Texto seleccionado
◆ ◆ ◆
Fue una de las
obras de arte que más me impactó en aquel libro de COU, año 1977, donde por
primera vez me asomé a la Historia del Arte. Cuando entré en el Museo del
Louvre, once años después, fui directamente a buscarla, porque esa quería que
fuese la “imagen” de mi primera visita al Museo parisino.
Colocada, con
afán teatral, en la escalera, la diosa alada se posa levemente en la proa de un
barco. Acéfala y sin brazos, sigue siendo el símbolo de la belleza eterna que
los griegos crearon para todos.
◆ ◆ ◆
Extractos de filas
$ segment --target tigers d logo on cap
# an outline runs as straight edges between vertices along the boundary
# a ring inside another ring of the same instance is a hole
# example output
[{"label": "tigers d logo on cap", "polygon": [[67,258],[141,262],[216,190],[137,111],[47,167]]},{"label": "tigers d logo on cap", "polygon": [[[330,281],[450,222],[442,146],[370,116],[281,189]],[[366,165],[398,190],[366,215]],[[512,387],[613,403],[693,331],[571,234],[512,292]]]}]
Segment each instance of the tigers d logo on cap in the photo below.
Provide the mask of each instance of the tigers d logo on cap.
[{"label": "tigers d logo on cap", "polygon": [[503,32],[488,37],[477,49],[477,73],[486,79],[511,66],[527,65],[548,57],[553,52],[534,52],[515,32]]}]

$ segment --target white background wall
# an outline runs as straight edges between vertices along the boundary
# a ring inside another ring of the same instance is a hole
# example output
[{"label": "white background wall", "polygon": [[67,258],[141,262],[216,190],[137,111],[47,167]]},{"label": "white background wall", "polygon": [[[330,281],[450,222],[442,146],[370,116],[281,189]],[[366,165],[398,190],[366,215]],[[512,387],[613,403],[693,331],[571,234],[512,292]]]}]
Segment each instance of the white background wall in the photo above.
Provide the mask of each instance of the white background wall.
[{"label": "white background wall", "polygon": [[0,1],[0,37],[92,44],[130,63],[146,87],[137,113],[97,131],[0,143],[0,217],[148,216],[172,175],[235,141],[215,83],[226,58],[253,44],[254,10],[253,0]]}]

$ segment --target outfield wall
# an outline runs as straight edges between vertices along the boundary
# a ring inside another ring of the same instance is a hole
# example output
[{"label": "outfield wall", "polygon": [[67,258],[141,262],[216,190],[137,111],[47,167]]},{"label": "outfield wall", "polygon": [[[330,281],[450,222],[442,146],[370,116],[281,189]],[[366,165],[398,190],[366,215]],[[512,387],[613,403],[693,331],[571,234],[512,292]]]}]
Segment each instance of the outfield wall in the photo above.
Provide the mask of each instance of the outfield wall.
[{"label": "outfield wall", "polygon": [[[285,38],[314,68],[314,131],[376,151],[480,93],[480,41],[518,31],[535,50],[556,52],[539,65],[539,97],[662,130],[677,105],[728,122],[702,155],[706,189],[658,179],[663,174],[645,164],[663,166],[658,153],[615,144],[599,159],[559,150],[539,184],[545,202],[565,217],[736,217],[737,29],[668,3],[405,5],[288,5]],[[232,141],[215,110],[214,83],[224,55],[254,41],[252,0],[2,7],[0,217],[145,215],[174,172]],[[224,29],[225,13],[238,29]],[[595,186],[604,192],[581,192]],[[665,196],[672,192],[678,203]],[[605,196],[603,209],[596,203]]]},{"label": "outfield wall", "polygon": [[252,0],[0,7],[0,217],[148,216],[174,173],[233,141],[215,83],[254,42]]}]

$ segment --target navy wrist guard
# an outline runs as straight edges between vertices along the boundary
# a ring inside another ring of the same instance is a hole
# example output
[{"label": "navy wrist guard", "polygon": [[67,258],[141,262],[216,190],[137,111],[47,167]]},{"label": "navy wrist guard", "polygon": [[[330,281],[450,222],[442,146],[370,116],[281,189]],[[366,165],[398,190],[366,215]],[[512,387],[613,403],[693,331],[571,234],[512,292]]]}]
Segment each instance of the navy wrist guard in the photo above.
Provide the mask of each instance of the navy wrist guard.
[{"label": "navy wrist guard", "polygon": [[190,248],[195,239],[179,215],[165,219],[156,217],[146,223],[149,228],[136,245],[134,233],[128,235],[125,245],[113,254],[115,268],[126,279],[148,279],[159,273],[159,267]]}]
◆ ◆ ◆
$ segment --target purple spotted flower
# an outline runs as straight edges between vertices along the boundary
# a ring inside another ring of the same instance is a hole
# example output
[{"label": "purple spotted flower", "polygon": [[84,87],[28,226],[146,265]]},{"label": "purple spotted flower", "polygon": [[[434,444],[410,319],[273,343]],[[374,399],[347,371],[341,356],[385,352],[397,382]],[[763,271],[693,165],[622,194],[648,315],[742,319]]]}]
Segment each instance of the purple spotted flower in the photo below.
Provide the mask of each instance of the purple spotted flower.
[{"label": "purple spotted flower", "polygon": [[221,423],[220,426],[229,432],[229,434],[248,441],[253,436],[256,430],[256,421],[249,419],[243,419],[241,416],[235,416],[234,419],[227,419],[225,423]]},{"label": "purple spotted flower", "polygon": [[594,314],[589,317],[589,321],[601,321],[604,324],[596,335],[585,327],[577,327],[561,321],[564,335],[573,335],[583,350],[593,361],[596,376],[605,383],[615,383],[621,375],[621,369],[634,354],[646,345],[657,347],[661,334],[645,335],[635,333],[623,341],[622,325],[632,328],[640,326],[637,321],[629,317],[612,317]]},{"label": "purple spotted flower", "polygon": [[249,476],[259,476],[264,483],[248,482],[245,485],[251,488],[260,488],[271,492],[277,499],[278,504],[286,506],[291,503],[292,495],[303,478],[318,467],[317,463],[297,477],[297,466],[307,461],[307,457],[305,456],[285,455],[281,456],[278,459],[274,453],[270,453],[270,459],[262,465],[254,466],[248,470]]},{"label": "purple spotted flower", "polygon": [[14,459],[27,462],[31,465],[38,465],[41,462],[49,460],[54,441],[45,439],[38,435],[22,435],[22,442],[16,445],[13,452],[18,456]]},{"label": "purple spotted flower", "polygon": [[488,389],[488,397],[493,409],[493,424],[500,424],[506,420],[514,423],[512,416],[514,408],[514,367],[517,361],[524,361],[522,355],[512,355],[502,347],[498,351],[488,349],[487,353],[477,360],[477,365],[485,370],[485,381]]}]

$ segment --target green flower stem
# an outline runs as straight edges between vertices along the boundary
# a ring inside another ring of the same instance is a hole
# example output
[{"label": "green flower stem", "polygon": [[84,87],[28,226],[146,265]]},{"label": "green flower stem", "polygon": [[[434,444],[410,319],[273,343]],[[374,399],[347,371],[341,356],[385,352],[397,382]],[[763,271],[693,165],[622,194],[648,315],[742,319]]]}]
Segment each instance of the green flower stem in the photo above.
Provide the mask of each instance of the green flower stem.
◆ ◆ ◆
Tarea a realizar
Enumere los rasgos del cuerpo de la diosa que se mencionan en el texto seleccionado. Las filas no intervienen en este ejercicio.

Resultado de tarea
- Alada
- Acéfala
- Sin brazos